__Document passage__
################

Shifting left to improve speed is a desirable goal, but being first into market at the potential sacrifice of meeting requirements? It’s not for everyone.
Companies like Robinhood that pushed boundaries and broke barriers were swiftly smacked by the SEC and other regulators. Today, it’s no secret that regulators are now coming for crypto with urgency, following the collapse of FTX and rising issues with fraud. The takeaway is clear: Fast or new doesn’t always mean better—to consumers or regulators—meaning most financial services companies are wise to wait and become quick adopters rather than disrupters.
For the bank we worked with, the benefits were clear: increased speed to market, healthier and happier teams, reduced risk, and more loyal customers. But these processes also create lasting value that builds and scales over time.
While every financial service organization is different and will see benefits and changes specific to their unique needs, there are three consistent outcomes you can expect:
Risk identification and solutioning: Preserving value and avoiding costly adverse findings are made possible because of the developed ability to know what risks you’re facing, their size, and where they are. Being able to initiate proactive resolutions in real-time—without disrupting other priorities—should be the new expectation.

################

__Listing__

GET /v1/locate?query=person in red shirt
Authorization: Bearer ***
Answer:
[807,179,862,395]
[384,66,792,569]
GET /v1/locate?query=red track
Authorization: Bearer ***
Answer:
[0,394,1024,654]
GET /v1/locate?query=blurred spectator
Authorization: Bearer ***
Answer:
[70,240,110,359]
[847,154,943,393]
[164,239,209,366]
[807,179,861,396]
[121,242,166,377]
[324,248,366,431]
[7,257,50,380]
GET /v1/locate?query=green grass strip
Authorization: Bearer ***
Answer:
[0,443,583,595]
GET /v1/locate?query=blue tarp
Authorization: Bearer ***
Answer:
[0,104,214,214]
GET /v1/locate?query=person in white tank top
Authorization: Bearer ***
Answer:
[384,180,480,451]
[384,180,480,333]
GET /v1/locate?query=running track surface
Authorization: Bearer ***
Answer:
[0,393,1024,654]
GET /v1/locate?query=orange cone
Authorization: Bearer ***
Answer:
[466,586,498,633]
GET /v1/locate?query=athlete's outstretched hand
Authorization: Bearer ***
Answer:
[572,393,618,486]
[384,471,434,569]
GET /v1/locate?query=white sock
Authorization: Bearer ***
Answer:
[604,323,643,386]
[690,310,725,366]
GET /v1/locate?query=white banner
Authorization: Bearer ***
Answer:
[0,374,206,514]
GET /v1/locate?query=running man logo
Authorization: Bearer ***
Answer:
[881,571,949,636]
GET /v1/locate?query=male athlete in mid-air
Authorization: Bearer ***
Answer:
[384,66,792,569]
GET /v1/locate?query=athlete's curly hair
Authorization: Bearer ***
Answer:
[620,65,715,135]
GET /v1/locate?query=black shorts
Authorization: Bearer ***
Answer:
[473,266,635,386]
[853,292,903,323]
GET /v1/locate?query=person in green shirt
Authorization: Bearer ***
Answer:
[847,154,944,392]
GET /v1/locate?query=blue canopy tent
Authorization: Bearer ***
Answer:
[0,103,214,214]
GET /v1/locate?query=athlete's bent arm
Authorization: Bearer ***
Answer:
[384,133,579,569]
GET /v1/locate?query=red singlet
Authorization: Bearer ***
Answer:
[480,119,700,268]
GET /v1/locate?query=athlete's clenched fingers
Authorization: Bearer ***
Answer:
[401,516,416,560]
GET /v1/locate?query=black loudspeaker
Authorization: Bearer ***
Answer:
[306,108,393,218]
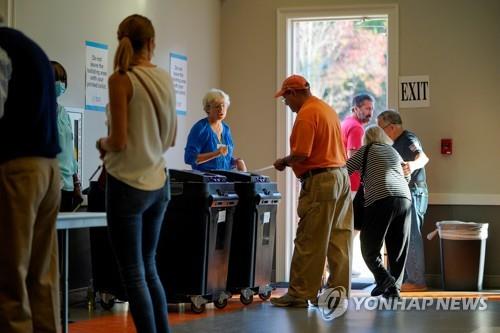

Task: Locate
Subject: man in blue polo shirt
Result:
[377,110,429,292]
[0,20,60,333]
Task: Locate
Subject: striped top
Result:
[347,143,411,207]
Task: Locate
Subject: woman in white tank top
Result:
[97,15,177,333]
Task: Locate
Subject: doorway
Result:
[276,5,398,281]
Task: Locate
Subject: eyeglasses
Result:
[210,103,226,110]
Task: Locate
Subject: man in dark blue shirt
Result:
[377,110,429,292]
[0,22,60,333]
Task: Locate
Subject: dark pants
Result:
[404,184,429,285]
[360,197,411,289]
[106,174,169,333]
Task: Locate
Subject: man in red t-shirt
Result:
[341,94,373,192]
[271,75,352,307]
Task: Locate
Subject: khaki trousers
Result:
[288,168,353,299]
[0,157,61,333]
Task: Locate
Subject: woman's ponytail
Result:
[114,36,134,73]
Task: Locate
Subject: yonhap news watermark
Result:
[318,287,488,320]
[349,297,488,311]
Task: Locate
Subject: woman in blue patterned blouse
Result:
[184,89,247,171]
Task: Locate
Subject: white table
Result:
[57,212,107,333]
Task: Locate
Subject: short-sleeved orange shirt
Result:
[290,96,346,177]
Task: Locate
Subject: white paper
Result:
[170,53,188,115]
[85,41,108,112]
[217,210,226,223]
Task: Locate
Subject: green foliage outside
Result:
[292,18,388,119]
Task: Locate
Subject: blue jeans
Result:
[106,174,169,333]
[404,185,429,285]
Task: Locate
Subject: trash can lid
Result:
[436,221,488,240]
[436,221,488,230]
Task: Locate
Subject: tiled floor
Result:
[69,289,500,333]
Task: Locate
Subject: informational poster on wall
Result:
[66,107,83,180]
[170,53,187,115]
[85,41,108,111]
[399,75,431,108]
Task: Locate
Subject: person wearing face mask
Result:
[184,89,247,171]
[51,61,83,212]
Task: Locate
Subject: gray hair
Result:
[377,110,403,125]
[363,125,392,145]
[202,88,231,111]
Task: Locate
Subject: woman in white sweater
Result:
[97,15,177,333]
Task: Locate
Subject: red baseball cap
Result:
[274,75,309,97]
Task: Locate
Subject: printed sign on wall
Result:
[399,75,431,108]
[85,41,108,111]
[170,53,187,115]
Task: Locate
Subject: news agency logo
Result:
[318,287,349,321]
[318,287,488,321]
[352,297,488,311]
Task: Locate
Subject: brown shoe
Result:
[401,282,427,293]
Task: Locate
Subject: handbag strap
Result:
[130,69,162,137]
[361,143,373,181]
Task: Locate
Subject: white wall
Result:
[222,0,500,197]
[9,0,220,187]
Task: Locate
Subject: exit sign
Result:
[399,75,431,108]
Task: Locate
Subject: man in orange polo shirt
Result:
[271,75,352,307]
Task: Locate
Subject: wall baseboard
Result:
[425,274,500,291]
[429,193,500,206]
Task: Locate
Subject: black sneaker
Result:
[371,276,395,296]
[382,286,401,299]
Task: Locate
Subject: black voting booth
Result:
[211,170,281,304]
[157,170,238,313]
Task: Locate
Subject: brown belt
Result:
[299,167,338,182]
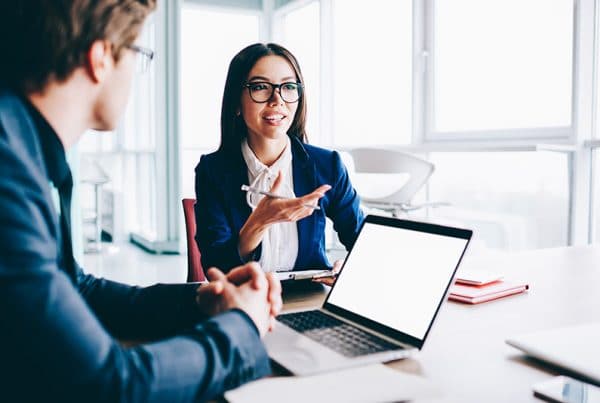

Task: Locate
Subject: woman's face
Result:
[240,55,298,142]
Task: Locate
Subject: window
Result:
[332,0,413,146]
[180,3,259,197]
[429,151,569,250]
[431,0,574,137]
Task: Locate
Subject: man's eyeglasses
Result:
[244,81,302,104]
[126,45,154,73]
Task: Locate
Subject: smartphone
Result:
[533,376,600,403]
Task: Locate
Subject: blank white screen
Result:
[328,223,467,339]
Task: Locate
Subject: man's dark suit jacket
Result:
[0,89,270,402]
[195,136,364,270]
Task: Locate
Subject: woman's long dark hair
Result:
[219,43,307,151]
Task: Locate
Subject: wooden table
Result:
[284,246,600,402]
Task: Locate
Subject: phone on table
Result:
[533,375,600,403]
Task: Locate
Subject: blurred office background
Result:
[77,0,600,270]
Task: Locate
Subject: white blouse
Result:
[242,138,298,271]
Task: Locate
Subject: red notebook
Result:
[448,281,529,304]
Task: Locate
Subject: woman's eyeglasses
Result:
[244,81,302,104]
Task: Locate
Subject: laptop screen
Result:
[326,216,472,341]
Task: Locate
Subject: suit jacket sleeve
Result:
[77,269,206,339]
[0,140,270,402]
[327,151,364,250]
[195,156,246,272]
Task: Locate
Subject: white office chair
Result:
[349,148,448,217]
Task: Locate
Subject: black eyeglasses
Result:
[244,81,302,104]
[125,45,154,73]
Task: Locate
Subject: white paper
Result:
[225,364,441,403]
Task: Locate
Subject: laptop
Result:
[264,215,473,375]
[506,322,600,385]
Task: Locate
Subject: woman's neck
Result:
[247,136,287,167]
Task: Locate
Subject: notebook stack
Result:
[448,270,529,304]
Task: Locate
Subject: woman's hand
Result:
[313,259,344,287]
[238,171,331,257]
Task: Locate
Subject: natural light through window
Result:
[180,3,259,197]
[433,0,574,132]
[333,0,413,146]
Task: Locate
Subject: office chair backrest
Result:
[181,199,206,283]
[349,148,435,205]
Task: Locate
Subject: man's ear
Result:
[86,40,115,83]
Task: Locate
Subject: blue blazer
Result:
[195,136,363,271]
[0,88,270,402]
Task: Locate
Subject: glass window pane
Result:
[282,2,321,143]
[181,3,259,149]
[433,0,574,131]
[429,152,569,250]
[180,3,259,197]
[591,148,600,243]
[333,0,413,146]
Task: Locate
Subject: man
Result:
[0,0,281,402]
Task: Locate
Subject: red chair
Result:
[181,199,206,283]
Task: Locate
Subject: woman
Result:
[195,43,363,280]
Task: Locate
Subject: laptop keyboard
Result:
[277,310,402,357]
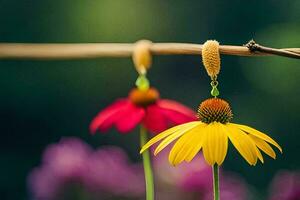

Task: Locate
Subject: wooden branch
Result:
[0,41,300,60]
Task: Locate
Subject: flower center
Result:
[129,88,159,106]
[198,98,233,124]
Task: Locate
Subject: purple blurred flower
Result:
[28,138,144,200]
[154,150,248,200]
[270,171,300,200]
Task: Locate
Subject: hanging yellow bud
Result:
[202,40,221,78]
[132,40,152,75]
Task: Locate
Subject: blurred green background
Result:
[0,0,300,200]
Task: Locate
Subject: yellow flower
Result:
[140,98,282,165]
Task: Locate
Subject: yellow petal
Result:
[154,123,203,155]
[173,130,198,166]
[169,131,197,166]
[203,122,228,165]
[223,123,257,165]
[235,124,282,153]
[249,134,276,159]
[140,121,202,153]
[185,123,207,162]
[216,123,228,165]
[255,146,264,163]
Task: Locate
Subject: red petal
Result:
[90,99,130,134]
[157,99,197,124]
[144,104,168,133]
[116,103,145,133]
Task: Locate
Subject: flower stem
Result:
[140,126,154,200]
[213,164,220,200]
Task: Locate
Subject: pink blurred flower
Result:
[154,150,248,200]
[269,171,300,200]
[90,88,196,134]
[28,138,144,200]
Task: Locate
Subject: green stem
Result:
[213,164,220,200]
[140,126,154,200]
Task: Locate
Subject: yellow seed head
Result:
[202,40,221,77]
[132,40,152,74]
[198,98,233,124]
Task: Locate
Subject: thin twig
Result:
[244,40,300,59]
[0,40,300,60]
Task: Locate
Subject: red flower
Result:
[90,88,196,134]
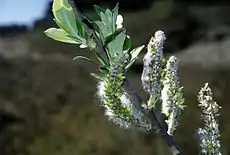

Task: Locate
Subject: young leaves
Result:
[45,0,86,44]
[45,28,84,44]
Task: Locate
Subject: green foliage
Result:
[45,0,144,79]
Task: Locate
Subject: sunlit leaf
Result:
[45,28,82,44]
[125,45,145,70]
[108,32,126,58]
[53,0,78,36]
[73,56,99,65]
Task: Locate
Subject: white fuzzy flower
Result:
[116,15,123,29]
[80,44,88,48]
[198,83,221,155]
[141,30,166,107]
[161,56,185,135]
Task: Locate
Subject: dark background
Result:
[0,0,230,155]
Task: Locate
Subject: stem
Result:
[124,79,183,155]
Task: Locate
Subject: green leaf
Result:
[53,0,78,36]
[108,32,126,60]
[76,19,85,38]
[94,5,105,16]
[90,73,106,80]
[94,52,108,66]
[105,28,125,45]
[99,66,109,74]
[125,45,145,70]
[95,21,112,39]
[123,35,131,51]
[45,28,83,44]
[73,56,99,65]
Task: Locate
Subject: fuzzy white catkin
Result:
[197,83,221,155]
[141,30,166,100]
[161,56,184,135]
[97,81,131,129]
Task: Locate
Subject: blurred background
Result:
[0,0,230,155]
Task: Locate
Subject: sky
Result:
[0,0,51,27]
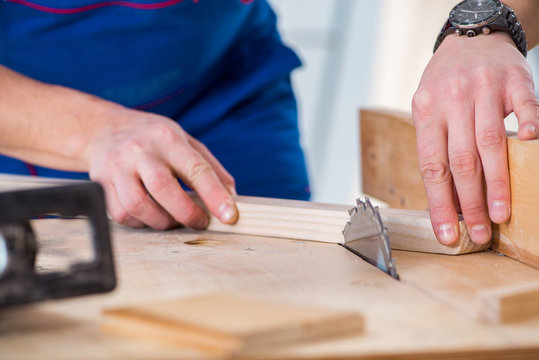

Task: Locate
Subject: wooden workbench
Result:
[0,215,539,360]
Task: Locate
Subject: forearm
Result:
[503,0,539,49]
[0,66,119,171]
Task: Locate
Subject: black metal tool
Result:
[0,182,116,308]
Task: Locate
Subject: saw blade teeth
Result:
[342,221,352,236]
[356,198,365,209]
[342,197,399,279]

################

__Exercise requirements__
**a)** Answer these questions from the passage on financial services:
(i) Which company is named as having been swiftly smacked by the SEC and other regulators?
(ii) What benefits were clear for the bank that was worked with?
(iii) How many consistent outcomes does the passage say can be expected?
**b)** Format the part of the records that opens with the line containing "GET /v1/locate?query=black loudspeaker" and closes with the line containing "[276,5,398,281]" as a numbered list. Skip blank lines and leave out the pictures.

__Responses for each task__
**a)**
(i) Robinhood
(ii) Increased speed to market, healthier and happier teams, reduced risk, and more loyal customers
(iii) Three

**b)**
1. GET /v1/locate?query=black loudspeaker
2. Authorization: Bearer ***
3. Answer:
4. [306,108,393,218]
5. Task: Locate
6. Subject: man in blue polo shirt
7. Result:
8. [377,110,429,292]
9. [0,20,60,333]
10. Task: Locate
11. Subject: striped top
12. Result:
13. [347,143,411,207]
14. Task: Locate
15. Subject: woman in white tank top
16. Result:
17. [97,15,177,333]
18. Task: Locate
19. Subject: doorway
20. Result:
21. [276,5,398,281]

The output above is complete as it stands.